● What the exercise asks
Once the records below have been read, copy them all out exactly.
--------------------------------
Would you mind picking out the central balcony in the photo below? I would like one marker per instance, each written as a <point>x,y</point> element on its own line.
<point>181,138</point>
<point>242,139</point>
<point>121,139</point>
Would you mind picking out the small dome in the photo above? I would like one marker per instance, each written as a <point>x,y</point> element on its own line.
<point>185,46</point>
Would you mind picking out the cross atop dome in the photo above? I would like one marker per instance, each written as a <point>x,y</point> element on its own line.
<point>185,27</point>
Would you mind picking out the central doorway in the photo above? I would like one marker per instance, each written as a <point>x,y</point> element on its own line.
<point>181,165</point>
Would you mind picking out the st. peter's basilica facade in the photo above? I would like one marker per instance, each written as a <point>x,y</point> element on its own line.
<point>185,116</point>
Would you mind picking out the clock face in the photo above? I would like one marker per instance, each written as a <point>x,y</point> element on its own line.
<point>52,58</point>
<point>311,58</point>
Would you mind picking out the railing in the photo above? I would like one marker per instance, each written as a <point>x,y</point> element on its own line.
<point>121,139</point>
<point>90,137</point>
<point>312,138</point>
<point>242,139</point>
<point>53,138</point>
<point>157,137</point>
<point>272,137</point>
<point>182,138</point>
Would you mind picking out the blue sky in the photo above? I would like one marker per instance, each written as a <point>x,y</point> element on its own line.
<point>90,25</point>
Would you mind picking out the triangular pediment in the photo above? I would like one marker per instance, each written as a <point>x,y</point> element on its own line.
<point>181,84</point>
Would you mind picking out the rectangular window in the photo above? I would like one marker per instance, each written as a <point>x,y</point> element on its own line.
--------------------------------
● Expected output
Would you mind picking out the central balcony in the photo below? I would like one marker per instance, each written as a <point>x,y</point> element on its own line.
<point>181,138</point>
<point>242,139</point>
<point>121,139</point>
Would you mind picking out the small dome in the photo above? I would like one marker per instance, each written as a <point>x,y</point> element on its own line.
<point>185,46</point>
Would you mind picking out the cross atop dome in the photo above? I would like one marker per instance, each written as a <point>x,y</point> element on its own line.
<point>185,27</point>
Would you mind picking out the central doorway in the photo above? I would like one marker per instance, each written as a <point>x,y</point> element on its own line.
<point>181,165</point>
Would you mind picking out the st. peter's basilica facade in the photo above? I would like one marker per instance, each written as a <point>x,y</point> element on its own line.
<point>185,116</point>
Would you mind picking out the clock face in the photo above? I would like one marker per instance, each written as a <point>x,y</point> element on its own line.
<point>52,58</point>
<point>311,58</point>
Would you mind picking out the railing in the photo above? I would like one marker per instance, each written as a <point>x,y</point> element on its own line.
<point>121,139</point>
<point>90,137</point>
<point>312,138</point>
<point>242,139</point>
<point>53,138</point>
<point>157,137</point>
<point>272,137</point>
<point>182,138</point>
Would you mind picking out the blue sky in the photo above? I would like one marker per instance, each written as a <point>x,y</point> element on its own line.
<point>90,25</point>
Would you mind picking out the triangular pediment in the photo above? I would like one marker per instance, each written as a <point>x,y</point> element on its own line.
<point>181,84</point>
Would you mind picking out the rectangular window in the photo above? I would like one marker per instance, each written as a <point>x,y</point> element on its own line.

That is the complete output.